# Insulated vs Shell (Pants)



## lorcar (Jan 31, 2010)

have always used sligthly insulated pants from TNF. 
Should change them, and I am also considering a shell, with a thin inner liner, but not insulated.

I will obviously be using a first layer for the legs, in both cases, but I am concerned for the lack of insulation. Anyone made the switch from Insulated to Shell?

also, I read a review for the shell pant i am looking at: a user complains that "the microfleece liner material uses a slick nylon or polyester lining which don't slide over thermals,the material hangs up and binds on long underwear, restricting movement"

Anyone experienced anything like this?

thanks in advance


----------



## Judokick (Dec 1, 2015)

I've never used insulated pants, and I ride in the frigid Rockies. I cant see how a liner could restrict movement, its might be snaggy but obviously its going to let go as you continue to move. This is a non issue, don't wear rough scratchy first layers and get pants that fit and aren't too tight and I can't possibly see how you could have any issues at all whatsoever.


----------



## SnowDogWax (Nov 8, 2013)

Agree with Judokick. Was riding in -13˚F weather in Colorado. Had a shell jacket and pants with two merino wool base layers under both my Jacket & pants with no issues.


----------



## ridinbend (Aug 2, 2012)

If your wearing long johns or a wool bottom layer, nothing is going to stick. If your still not sold look for two layer shell pants with a mesh liner. As for temps, if you manage your upper body heat properly the lack of insulation will go unnoticed. I'll never wear insulated pants again.

Prompt: Output the passage of the insulated vs. shell pants thread that starts at "I will obviously" and ends at "anything like this?", copied word for word.

Information:
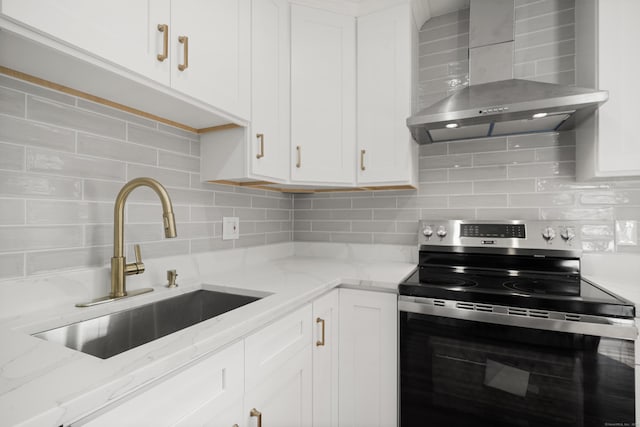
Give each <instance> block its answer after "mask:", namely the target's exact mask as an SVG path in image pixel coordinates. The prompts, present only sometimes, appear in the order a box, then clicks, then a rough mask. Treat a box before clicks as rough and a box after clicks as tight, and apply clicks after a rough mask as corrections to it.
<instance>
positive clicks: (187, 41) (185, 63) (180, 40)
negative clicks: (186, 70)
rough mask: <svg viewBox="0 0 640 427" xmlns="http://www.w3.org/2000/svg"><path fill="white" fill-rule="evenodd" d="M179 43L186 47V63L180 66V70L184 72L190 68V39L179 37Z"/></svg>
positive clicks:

==

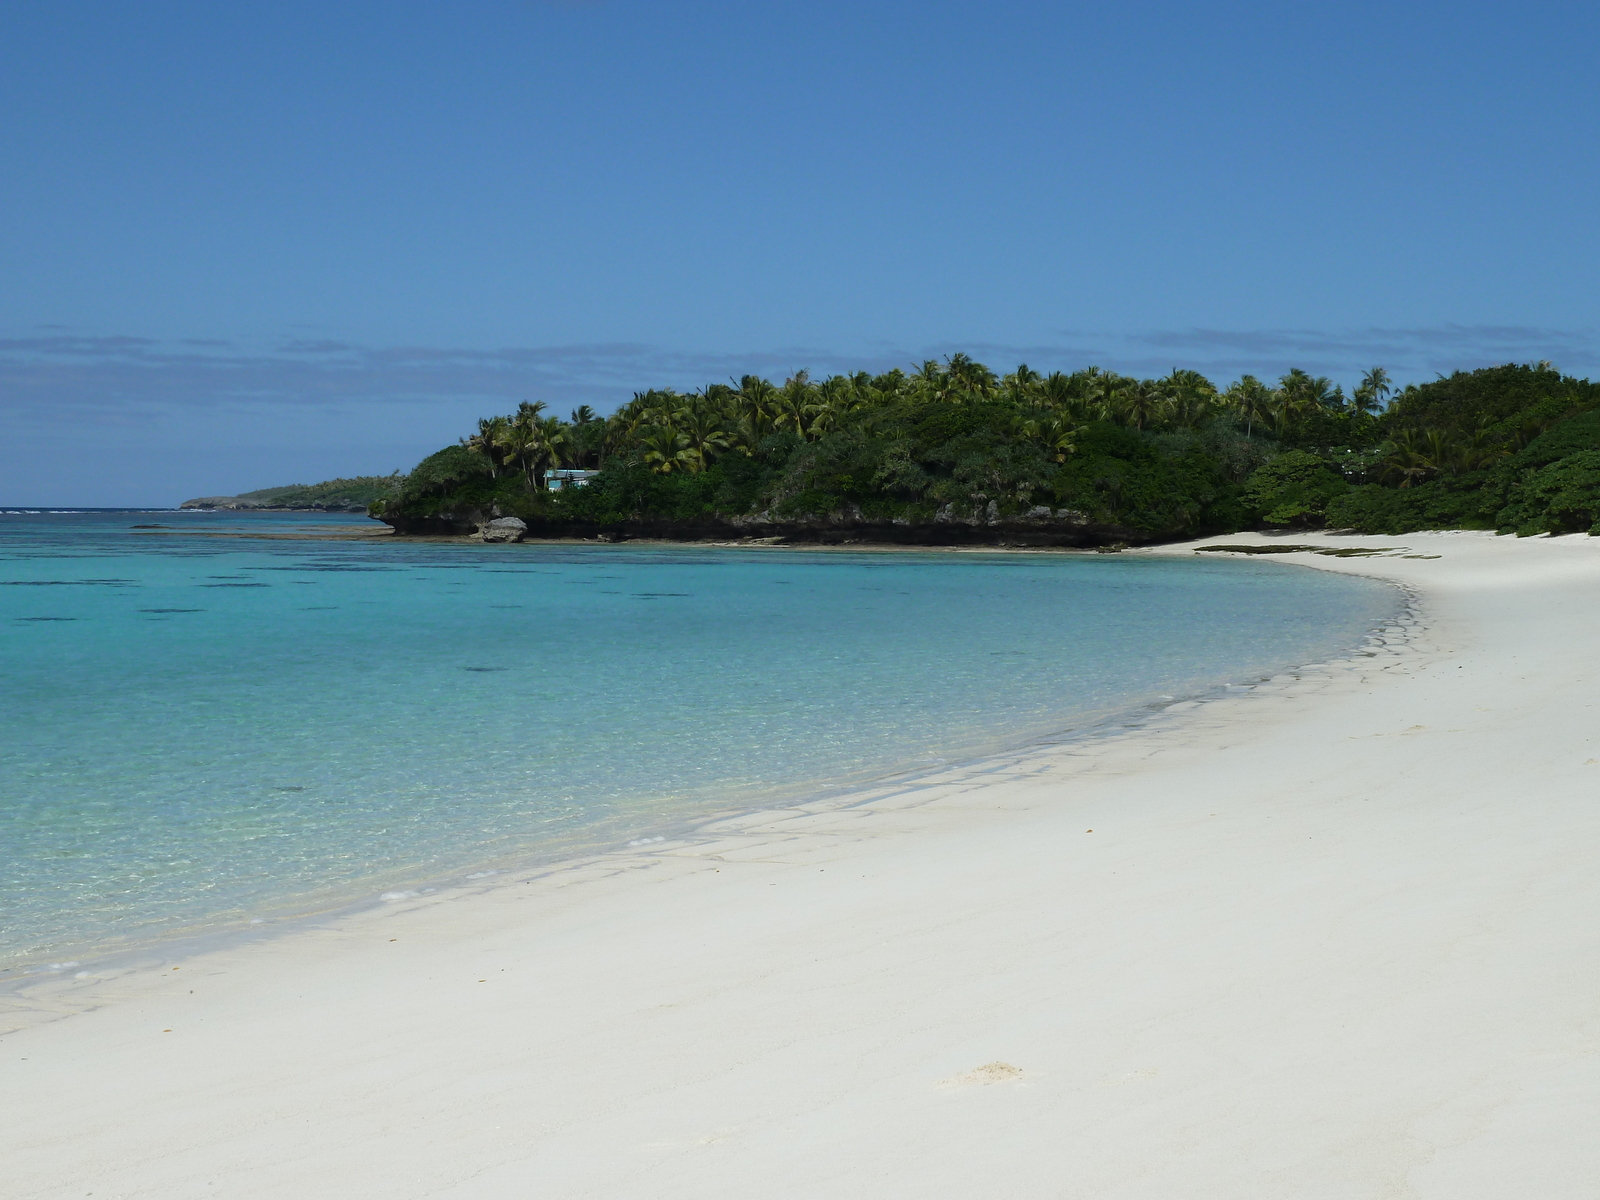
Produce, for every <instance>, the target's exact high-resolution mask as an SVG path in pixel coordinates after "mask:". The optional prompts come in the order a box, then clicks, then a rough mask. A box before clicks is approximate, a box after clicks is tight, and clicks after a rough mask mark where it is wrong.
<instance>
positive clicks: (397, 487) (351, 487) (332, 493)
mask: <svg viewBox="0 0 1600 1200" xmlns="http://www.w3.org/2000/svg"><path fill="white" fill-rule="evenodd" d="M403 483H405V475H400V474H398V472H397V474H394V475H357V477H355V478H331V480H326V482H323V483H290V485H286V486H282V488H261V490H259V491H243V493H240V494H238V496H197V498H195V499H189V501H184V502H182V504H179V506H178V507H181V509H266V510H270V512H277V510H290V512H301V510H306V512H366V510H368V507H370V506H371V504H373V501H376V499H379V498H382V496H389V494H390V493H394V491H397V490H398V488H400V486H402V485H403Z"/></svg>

Problem solution:
I will obviously be using a first layer for the legs, in both cases, but I am concerned for the lack of insulation. Anyone made the switch from Insulated to Shell?

also, I read a review for the shell pant i am looking at: a user complains that "the microfleece liner material uses a slick nylon or polyester lining which don't slide over thermals,the material hangs up and binds on long underwear, restricting movement"

Anyone experienced anything like this?